## EXERCISE AIM
Count the lines in the data below that contain the string "asphalt". Report only that number.

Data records
..............................
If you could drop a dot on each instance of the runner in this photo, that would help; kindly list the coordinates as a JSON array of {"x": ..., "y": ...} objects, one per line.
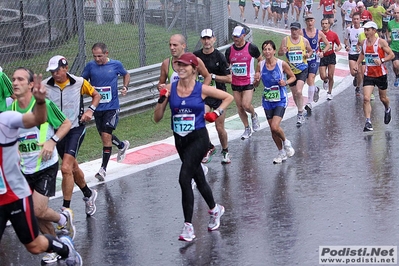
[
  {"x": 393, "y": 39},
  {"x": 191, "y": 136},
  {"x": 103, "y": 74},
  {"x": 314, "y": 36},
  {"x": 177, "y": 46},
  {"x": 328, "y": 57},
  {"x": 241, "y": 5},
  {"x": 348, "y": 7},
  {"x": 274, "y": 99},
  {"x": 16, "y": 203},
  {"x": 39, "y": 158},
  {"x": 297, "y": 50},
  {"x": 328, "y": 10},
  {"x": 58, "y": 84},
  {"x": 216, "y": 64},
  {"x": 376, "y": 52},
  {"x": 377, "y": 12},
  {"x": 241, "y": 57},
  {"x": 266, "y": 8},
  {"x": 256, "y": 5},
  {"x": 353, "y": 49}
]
..............................
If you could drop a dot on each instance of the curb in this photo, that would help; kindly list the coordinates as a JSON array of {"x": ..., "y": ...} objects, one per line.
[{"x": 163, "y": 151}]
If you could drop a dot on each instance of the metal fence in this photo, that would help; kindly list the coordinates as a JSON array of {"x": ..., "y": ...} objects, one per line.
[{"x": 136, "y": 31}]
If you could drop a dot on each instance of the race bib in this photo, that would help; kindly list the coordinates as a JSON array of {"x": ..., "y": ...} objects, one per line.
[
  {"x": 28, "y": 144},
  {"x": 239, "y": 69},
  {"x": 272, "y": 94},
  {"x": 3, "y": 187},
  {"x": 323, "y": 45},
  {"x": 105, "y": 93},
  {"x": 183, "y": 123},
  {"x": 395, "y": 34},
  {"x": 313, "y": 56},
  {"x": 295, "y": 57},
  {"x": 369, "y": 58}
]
..............................
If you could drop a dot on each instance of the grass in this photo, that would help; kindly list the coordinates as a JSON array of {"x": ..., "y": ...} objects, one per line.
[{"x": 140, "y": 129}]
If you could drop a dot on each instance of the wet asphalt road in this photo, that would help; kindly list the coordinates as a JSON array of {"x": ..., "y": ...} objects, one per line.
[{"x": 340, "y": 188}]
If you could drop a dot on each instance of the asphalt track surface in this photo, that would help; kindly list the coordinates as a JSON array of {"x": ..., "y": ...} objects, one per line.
..............................
## TASK RESPONSE
2